WORK TO COMPLETE ▸
1. List the numbered section headings in the post on gold and bitcoin below.
2. According to the post on gold and bitcoin below, what is the best kind of gold forgery?

'
@comrade'_Comrade
1) Fake gold
As I said it the best kind of gold forgery is tungsten with real gold coating as tungsten is the only thing whose density is close enough to gold to fool people on the basis of pure weight.
But there is many other ways to test the coins authenticity, such as the ring test.
Tungsten unlike gold is very hard and brittle, so it sounds completely different when hit, while a pure gold coin have a pure ring to it when hit.
I told thee, it is practically impossible to forge a gold coin, especially a small gold coin, which is why basically all known forgeries have been with bars and most of them of the good delivery variance.
2) Things
Bitcoin is not connected to reality because it is not a thing. If thou don’t know what a thing is then I will tell thee: a thing is everything that can be put in a wheelbarrow or a whellbarrow can stand on.
And if it is a thing, it needs to be somewhere, that is where the third party custodian comes in.
2.2) Martial law.
Such a situation sucks, but we can properly also both agree that getting our physical bodies across the border is more important than transporting our wealth, no point being the richest copse in the graveyard.
Gold can be used as a convenient bribe which bitcoin can’t. Not only does gold not require a medium, but it is by nature untraceable, that is why governments hate it. The whole point of the blockchain is that every transaction is recorded, so the thugs masters will always be able to see if they have been taking bribes that way.
That is a whole other aspect I don’t like about bitcoin, the lack of anonymity. Gold coins don’t leave a trail, because the point of gold is not about calculating the ownership but all about the physical possession.

RECORD EXTRACTS ▸
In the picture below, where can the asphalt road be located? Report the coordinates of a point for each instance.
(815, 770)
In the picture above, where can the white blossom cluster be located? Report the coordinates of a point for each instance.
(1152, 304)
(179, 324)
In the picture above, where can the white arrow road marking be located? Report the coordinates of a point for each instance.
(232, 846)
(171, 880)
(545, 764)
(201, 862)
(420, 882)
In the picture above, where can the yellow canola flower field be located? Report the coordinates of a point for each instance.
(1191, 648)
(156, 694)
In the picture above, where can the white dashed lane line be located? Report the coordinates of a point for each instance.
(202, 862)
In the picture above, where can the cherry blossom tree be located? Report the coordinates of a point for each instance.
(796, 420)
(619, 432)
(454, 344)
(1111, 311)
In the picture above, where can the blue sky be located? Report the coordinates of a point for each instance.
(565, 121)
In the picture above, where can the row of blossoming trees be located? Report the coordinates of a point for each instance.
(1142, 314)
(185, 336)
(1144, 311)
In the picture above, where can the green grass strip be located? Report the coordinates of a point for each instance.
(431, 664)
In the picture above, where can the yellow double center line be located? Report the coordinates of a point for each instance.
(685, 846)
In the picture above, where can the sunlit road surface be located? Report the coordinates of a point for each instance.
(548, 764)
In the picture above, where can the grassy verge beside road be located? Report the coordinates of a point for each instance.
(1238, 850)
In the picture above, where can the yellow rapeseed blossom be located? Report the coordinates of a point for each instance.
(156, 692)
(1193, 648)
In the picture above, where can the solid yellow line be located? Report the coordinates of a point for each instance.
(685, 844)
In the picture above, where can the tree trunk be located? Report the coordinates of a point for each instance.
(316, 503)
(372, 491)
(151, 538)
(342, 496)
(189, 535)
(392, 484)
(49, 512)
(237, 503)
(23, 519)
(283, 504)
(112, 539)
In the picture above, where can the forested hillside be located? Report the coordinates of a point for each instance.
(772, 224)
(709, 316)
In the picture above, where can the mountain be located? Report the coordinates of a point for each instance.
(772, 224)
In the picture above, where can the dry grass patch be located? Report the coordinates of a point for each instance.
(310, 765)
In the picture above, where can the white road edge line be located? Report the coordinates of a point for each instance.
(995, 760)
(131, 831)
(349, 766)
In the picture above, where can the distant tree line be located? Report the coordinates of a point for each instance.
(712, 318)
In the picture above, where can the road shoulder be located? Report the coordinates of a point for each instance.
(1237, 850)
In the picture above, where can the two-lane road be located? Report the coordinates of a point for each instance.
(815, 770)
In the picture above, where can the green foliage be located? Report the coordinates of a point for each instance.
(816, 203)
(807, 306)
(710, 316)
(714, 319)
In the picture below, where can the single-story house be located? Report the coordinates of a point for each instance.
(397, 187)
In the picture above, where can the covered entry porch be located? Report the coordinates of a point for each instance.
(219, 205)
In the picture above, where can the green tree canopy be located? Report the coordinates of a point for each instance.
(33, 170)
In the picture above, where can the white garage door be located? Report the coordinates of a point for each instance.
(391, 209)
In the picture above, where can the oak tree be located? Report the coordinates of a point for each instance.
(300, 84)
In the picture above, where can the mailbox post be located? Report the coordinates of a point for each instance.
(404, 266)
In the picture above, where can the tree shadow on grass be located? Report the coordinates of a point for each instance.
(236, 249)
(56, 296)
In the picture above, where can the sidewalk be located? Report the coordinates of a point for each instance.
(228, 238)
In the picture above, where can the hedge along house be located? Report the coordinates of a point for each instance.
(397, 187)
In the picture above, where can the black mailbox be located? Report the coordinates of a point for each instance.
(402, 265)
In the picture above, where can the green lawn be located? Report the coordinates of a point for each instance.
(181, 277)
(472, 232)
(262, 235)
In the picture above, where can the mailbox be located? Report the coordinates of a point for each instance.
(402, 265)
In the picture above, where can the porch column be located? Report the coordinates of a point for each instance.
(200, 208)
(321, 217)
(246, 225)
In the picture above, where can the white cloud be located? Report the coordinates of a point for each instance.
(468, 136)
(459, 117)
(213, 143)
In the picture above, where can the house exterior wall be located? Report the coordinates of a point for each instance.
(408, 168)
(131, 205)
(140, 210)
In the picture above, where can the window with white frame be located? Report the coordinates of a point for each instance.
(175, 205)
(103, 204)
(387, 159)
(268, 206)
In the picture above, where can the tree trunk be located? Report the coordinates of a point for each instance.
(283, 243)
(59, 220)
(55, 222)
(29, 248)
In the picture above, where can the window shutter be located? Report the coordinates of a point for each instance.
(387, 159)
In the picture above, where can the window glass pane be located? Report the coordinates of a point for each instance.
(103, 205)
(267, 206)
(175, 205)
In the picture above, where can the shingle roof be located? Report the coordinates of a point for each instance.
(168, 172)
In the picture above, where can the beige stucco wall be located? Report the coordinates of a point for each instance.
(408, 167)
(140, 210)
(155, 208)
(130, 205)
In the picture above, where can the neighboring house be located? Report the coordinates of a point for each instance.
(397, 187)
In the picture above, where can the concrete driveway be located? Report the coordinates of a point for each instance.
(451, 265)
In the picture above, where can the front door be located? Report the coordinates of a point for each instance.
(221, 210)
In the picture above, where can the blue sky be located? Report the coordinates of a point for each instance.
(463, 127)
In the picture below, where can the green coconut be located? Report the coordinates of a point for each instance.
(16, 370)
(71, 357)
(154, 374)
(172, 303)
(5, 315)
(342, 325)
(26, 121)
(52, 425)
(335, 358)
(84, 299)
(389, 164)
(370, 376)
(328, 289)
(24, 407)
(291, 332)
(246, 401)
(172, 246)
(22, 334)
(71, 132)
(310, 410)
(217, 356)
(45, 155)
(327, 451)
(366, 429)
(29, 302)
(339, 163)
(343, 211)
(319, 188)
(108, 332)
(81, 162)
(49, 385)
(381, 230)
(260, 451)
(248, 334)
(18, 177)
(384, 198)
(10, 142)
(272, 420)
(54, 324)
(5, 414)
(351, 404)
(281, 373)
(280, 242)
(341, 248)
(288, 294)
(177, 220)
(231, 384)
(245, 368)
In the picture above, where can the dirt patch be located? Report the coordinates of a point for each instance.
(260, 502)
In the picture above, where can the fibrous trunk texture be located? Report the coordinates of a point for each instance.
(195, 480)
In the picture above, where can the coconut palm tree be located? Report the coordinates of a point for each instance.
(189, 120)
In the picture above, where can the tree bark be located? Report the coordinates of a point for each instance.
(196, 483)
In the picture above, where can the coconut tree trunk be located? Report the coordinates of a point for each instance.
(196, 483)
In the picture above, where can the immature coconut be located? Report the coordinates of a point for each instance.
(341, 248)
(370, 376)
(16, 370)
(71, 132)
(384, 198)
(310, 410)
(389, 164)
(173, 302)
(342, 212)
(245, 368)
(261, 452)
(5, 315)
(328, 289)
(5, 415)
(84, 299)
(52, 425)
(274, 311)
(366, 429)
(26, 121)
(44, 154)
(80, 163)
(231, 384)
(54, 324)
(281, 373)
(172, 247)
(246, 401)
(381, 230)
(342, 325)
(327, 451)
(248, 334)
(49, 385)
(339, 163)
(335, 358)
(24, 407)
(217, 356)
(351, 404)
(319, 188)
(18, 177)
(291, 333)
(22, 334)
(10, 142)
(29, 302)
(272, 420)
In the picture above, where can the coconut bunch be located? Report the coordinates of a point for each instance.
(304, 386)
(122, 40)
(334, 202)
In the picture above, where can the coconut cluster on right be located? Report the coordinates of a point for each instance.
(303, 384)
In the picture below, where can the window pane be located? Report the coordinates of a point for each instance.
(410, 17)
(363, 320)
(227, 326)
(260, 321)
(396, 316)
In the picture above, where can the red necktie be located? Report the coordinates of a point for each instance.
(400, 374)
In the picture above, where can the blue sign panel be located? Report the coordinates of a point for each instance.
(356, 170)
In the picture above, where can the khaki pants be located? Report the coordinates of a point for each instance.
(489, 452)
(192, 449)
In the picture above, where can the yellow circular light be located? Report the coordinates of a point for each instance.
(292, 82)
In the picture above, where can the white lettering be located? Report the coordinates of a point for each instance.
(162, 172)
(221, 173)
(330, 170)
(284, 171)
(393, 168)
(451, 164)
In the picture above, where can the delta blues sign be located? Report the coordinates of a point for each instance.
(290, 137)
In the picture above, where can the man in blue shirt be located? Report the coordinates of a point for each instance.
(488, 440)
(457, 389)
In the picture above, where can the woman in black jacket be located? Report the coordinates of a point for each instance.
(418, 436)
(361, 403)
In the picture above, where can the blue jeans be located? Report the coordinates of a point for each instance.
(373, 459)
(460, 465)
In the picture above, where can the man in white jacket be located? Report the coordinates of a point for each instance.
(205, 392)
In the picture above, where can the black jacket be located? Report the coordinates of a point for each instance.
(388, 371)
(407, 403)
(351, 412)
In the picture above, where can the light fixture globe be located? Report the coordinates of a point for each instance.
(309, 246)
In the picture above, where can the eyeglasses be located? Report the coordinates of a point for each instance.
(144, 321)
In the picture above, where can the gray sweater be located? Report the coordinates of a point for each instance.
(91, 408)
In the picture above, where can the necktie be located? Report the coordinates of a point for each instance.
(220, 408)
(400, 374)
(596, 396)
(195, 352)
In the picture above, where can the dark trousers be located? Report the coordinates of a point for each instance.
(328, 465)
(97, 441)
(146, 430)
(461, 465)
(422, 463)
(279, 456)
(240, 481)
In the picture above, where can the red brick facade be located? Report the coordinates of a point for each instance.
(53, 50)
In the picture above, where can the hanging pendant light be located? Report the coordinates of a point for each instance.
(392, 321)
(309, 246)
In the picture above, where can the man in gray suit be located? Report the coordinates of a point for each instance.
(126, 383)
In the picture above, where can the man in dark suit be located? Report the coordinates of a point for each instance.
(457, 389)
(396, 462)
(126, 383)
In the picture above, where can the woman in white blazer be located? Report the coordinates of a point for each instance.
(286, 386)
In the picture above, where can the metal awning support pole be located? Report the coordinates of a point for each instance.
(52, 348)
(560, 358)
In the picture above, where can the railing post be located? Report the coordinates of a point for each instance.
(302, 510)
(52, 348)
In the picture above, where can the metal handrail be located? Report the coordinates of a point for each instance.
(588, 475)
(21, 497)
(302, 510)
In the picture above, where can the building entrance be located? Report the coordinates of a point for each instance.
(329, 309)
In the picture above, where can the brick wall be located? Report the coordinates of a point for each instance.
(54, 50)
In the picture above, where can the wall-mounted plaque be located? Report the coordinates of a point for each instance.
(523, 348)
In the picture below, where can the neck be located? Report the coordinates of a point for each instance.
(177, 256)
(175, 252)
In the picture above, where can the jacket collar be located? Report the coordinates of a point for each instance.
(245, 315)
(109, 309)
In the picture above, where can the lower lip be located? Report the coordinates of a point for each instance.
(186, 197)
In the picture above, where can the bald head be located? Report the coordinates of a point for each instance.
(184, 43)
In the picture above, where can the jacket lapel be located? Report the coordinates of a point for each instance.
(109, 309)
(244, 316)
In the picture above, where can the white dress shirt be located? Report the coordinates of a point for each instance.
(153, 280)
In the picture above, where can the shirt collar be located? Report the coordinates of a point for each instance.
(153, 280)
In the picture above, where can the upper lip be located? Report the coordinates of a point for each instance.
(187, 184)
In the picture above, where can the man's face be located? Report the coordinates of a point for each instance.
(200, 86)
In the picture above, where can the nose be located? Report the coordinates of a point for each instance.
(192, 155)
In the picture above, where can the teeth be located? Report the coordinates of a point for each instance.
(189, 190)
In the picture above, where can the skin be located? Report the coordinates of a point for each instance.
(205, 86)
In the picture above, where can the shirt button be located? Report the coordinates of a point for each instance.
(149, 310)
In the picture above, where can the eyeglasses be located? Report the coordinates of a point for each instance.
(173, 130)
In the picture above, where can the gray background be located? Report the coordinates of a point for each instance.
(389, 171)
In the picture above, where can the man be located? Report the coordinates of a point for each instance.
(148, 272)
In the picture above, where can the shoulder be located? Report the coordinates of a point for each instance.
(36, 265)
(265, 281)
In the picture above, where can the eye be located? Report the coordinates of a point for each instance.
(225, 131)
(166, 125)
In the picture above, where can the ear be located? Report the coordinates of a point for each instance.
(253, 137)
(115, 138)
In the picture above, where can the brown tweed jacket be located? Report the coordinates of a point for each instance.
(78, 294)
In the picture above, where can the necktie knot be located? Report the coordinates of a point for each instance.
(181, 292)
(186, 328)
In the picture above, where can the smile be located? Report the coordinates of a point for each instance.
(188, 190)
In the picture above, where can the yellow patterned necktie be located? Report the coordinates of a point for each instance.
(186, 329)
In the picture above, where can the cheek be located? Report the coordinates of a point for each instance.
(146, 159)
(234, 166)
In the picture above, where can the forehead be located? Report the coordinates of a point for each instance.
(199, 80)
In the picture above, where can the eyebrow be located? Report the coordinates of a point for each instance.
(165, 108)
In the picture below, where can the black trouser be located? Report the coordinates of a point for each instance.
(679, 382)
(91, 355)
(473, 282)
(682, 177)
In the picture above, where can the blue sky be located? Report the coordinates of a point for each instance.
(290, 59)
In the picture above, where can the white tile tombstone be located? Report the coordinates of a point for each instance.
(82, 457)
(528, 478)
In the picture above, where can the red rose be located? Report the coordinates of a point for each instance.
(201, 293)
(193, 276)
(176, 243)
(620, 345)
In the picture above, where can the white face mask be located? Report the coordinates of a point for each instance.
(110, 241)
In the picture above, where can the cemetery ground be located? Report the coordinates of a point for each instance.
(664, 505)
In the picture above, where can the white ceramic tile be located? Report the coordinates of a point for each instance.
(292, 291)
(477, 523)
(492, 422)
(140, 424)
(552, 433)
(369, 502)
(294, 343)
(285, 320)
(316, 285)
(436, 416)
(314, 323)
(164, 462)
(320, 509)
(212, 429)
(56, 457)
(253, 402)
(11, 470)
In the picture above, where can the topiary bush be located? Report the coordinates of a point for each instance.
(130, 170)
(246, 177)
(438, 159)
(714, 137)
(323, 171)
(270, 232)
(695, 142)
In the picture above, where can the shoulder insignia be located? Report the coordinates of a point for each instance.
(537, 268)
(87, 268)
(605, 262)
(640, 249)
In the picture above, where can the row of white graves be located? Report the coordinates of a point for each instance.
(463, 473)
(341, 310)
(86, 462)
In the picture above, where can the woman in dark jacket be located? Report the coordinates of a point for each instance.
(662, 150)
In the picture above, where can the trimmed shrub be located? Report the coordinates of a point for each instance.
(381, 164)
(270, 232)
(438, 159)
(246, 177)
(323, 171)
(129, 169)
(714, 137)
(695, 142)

SOLVED PROBLEMS ▸
1.
1) Fake gold
2) Things
2.2) Martial law.

2. Tungsten with a real gold coating.